#### TASK DATA
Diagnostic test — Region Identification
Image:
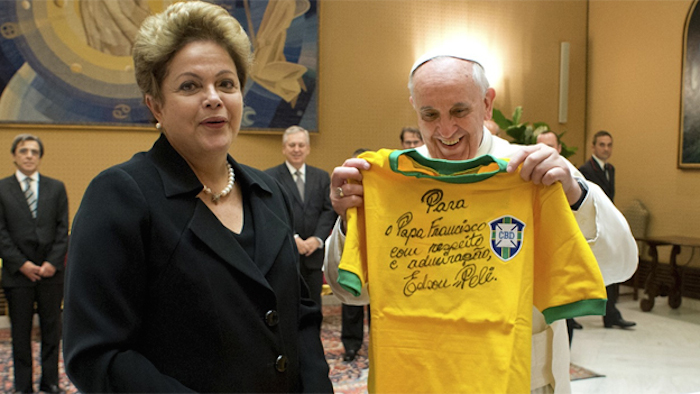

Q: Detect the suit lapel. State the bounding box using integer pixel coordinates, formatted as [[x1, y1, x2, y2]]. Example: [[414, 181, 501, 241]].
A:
[[10, 175, 33, 219], [35, 176, 51, 218], [250, 189, 292, 274], [190, 201, 270, 288], [278, 163, 309, 206]]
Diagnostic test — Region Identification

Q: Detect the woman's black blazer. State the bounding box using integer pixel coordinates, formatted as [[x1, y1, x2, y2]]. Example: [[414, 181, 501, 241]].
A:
[[64, 135, 332, 393]]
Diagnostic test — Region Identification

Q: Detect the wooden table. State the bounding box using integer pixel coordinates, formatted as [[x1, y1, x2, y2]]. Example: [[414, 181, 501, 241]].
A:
[[637, 235, 700, 312]]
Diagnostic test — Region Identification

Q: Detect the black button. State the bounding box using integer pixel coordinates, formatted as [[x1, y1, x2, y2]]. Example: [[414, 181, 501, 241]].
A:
[[265, 310, 280, 327], [275, 355, 287, 372]]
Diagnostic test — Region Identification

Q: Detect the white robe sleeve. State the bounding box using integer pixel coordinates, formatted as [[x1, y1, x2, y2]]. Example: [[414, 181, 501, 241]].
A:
[[574, 177, 639, 286], [323, 217, 369, 305]]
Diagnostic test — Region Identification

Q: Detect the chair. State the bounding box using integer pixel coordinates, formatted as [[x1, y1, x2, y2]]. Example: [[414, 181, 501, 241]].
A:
[[622, 200, 649, 301]]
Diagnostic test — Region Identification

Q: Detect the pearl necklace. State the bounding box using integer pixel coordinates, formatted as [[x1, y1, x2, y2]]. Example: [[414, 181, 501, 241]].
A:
[[202, 163, 236, 204]]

#### GIVEN EXERCISE
Copy the stretch from the start of the lines through the line containing "163, 309, 206]]", character for character, and leave the pictures out of your answer.

#### TASK ANSWER
Diagnostic test — Region Identification
Image:

Q: Detect the suit lapel. State the bounding box using integer pixel coordinates, formatted as [[x1, y1, x2, y2]]. Example: [[414, 181, 501, 241]].
A:
[[10, 175, 33, 219], [35, 176, 51, 218], [250, 189, 292, 274], [190, 201, 270, 288], [278, 163, 309, 206]]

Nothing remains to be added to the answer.